### What you have to do
Arrange every line of the records below as a numbered list, leaving out blank lines and the pictures.

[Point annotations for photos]
-- Begin --

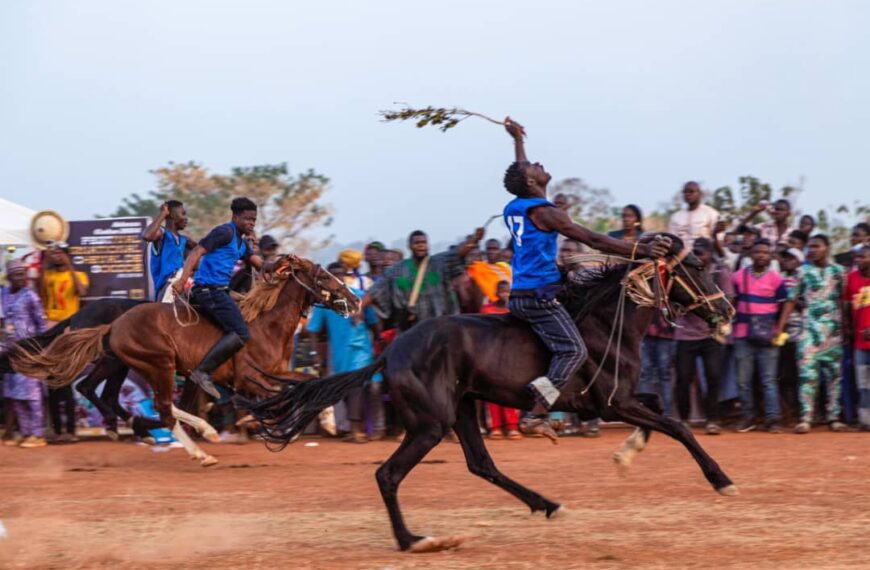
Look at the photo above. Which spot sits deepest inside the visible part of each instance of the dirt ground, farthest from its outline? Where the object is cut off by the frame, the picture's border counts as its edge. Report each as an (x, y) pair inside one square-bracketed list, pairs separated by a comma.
[(804, 503)]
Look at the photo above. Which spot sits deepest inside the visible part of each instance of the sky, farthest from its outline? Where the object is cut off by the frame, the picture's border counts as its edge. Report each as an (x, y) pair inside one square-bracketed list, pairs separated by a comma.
[(634, 96)]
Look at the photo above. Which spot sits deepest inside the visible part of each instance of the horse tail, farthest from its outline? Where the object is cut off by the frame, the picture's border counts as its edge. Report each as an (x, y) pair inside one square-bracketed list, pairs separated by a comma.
[(62, 361), (282, 417), (31, 344)]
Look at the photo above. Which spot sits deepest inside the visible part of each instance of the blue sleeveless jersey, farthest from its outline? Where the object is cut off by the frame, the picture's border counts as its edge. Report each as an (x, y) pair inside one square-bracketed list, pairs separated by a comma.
[(534, 261), (216, 267), (167, 259)]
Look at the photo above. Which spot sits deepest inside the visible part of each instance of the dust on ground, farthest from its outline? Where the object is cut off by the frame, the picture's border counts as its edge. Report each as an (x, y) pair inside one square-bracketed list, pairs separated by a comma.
[(804, 503)]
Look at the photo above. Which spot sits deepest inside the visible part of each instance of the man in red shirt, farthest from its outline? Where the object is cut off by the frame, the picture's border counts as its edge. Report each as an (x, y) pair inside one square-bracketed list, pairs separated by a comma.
[(857, 297)]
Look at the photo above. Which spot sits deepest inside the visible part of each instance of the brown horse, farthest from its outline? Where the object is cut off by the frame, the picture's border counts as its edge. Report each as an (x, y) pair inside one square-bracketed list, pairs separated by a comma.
[(154, 340)]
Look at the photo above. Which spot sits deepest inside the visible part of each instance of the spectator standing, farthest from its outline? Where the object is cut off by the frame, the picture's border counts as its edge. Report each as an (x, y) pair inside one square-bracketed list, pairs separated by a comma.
[(857, 302), (419, 288), (374, 255), (807, 224), (489, 273), (697, 220), (776, 230), (695, 339), (789, 261), (23, 318), (632, 224), (351, 263), (496, 412), (351, 348), (798, 240), (61, 289), (859, 237), (759, 291), (819, 288), (657, 350), (168, 246)]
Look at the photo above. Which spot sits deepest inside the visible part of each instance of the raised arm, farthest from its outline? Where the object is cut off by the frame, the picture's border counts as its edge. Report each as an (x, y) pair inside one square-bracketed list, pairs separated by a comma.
[(554, 219), (518, 133), (154, 230)]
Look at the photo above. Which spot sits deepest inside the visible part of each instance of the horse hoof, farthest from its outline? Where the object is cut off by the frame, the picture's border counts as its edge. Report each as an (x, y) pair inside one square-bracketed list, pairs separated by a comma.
[(435, 544), (245, 420), (208, 461), (622, 463), (211, 435), (560, 513)]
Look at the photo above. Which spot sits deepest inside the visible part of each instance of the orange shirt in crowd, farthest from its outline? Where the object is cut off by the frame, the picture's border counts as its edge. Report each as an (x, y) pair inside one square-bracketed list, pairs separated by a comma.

-- End --

### Solution below
1. Look at the photo above. Which spot sits deepest inside the visible part of each instance of the dirt ground, farthest from its outline? Where the object is cut off by the frame, the picture's border counts as its edge. Report each as an (x, y) pair inside one square-bracketed list, pairs separated by a comma.
2. [(804, 503)]
3. Look at the photo above. Which spot sits deepest inside the visible part of each instance of the sky, farthest from its outline? Where the object is cut off by the frame, the picture's border counts as its edge. Report each as an (x, y) pair inside one square-bracketed list, pairs separated by a comma.
4. [(634, 96)]
5. Look at the photo above. Which spot sits deepest inside the visible part of each instance of the horse tail, farthest from its outline? Where the object is cut off by the frame, the picture's border counts as its edge. Report each as an (x, y) pair inside one square-bracketed list, pairs separated by a comma.
6. [(62, 361), (282, 417), (31, 344)]
7. Look at the photo above. Which spot sits deepest inside the visible part of each instance of the blue sleeveless jersey, farthest from its outline? Where the object is cut off by the frame, the picture's border counts as its edge. Report each as an (x, y) pair inside one square-bracketed list, pairs separated by a comma.
8. [(534, 261), (216, 267), (167, 259)]
9. Look at the photo above. Which spot sits deepest inside the visible part of each instance of the dust on ground, farthest from its outline? Where the object is cut off by the frame, the picture's border counts as its edge. Report each as an (x, y) pair inside one square-bracketed list, pairs separated by a comma.
10. [(804, 503)]
11. Look at the photo above. Which spot sits deepest inside the visible part of each instance of the man in red shirt, farthest from its outline? Where the object is cut off by the frame, the picture's border counts as its edge. Report each as an (x, y) pair inside one square-bracketed list, pairs separated by a comma.
12. [(857, 297)]
13. Look at the photo above. Which spot sits deepest inside the visible part of each instance of the brown horse, farthest from its outline? Where the object is cut off by the frame, the picture's border counts as its edge. Report each as an (x, y) pair inside one square-bracketed list, pairs separated by a comma.
14. [(154, 340)]
15. Look at the photo above. Which spot sits deepest inside the visible part of each instance of the spectator standing, farthest from its outline? Where the object is cut off by the frame, the picture's border counts as its edge. Report each as an (x, y) pair inside one square-bracketed list, pairs separated by a comma.
16. [(857, 302), (419, 288), (374, 255), (807, 224), (489, 273), (697, 220), (776, 230), (695, 339), (789, 261), (23, 318), (632, 224), (351, 263), (496, 412), (351, 348), (798, 240), (61, 289), (859, 237), (759, 291), (819, 288), (657, 350), (168, 246)]
17. Look at the photo above. Which spot sits deepest inside the visible part of each instance of the raised arm, farthest from its outline? Where the object is cut off by the frame, the picture's border counts as its edge. Report each as an (x, y) pair inside one square-bracketed list, pairs separated by a comma.
18. [(554, 219), (518, 133), (154, 230)]
19. Look at the photo above. Which spot sits deepest inside the visible part of each instance of the horse hoof, farthest from its outline? Where the object is cut off by the frame, the picture's border counts as its edge. Report each as an (x, y) pair inside one square-bracketed list, pairs separated by a comma.
20. [(435, 544), (245, 420), (208, 461), (622, 463), (211, 435), (560, 513)]
21. Look at the photo above. Which spot sits deepest inside the visible part of each instance of the orange shirt in crowd, farthest from its outline? Where the object is cut off by the frame, the picture's border counts as its edge. Report each as an (x, y) pair inside one square-bracketed list, pairs separated by a comma.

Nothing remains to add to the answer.